● Exercice proposé 1: D'après l'extrait sur le permis de construire modificatif, sous quel numéro CERFA est enregistré le formulaire de demande de modification d'un permis de construire en cours de validité ?
● Exercice proposé 2: Poursuivez l'extrait sur le permis de construire modificatif à partir de sa dernière phrase.

● Extrait du document:
++++++++++
• Pourquoi un permis de construire modificatif ? 

Il permet au titulaire d’un permis de construire d’apporter des évolutions mineures à son projet sans avoir à déposer une nouvelle demande de permis initial à l’administration. 

Très peu de sources juridiques évoquent ce type de permis.

Sa pratique est née d’une circulaire du 16 mars 1973 qui disposait déjà en son temps que :  « Un permis de construire modificatif ne se conçoit que dans la mesure où le projet n'est pas fondamentalement changé ; dans le cas contraire, un nouveau permis doit être sollicité. »

On peut également citer l’article L.462-2 du code de l’urbanisme qui est relatif au récolement des travaux par l’administration. Lorsque ceux-ci ne sont pas conformes au permis délivré, l’autorité compétente peut mettre en demeure « le maître de l'ouvrage de déposer un dossier modificatif ou de mettre les travaux en conformité ». 


Enfin, l’article A. 431-7 du code de l'urbanisme dispose quant à lui que : « La demande de modification d'un permis de construire en cours de validité est établie conformément au formulaire enregistré par le secrétariat général pour la modernisation de l'action publique sous le numéro CERFA 13411. ».

C’est donc principalement la jurisprudence qui en a fixé le régime. 

Étant donné le lien étroit tenant le permis initial et le permis modificatif, il est logique que le juge administratif exige que les modifications envisagées aient un lien avec le permis modifié.
++++++++++
● Entrées de données recueillies:
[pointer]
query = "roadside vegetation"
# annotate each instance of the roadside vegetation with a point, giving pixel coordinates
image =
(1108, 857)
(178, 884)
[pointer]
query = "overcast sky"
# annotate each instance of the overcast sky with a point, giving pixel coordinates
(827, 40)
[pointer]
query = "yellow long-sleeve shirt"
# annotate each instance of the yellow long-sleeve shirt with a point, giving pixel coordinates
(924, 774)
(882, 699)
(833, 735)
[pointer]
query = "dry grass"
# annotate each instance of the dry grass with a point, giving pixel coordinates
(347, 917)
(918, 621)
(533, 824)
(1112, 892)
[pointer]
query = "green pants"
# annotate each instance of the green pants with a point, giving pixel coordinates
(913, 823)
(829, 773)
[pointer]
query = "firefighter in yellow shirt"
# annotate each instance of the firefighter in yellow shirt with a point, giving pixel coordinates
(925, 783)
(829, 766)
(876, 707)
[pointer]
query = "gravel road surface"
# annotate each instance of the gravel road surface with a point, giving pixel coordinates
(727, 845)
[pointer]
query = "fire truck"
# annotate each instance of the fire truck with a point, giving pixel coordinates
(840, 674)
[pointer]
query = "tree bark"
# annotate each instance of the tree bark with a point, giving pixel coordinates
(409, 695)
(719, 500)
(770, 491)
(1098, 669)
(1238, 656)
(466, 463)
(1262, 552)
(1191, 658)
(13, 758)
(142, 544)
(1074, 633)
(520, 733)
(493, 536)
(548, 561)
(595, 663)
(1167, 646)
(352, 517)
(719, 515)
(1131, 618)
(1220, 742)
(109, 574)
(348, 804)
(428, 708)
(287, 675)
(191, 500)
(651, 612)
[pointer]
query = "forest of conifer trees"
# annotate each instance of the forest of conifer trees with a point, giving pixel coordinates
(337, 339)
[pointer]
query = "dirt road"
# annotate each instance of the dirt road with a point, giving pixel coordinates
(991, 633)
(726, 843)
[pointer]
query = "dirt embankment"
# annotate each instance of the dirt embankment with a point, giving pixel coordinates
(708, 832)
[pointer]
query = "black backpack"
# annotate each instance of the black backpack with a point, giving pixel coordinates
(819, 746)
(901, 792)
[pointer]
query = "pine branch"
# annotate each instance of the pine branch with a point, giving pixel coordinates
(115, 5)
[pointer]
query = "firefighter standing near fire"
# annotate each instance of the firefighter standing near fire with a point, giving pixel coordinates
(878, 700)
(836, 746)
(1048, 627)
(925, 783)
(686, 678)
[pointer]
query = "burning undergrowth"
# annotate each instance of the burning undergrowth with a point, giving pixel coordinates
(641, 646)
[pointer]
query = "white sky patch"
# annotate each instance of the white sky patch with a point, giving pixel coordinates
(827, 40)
++++++++++
● Réponse attendue 1: Sous le numéro CERFA 13411.

● Réponse attendue 2:
Il est donc de jurisprudence constante que les modifications projetées ne doivent pas remettre en cause l’économie générale du projet autorisé par le permis initial (CE, 26 juillet 1982, Le Roy, n°23604 ; CE, 6 mars 2002, Besombes et a., n° 238478 ; CE, 25 novembre 2020, n° 429623).

A titre d’exemples, constituent des changement qui , de par leur nature ou leur ampleur, remettent en cause la conception générale du projet : 

- l’implantation nouvelle de trois bâtiments supplémentaires (CE, 27 février 198, Pras, n° 07574).

- le déplacement de l’implantation d’un immeuble de près de 15 mètres (CE, 8 novembre 1985, Cavel et Gillet, n° 45417).

- des modifications importantes de l’aspect extérieur du bâtiment avec une surélévation de la construction (CE, 5 décembre 2001, Epoux Lapenna, n°221548 ).

- une division parcellaire passant de 13 parcelles à 30 parcelles (CE, 22 novembre 2002, François-Poncet, n°204244).

- la construction de conception totalement différente de celle du permis initial (CE, 10 mai 1995, n°130369)


A contrario, peuvent constituer des modifications acceptables avec un permis de construire modificatif :

- un accroissement de la surface hors oeuvre nette d’un projet (CE, 27 avril 1994, Epoux Bouchy, n°128478).

- l’ajout d’un annexe à usage futur de garage (CE, 28 décembre 1992, Garcin et a., n°101162).

- le creusement d’un niveau de sous-sol supplémentaire pour le stationnement de véhicules (CE, 23 juin 1993, n°118776).

- le réaménagement des espaces intérieurs (CE, 28 juillet 1999, n°182167).
 

  • Quelles conditions doivent être respectées par le pétitionnaire ?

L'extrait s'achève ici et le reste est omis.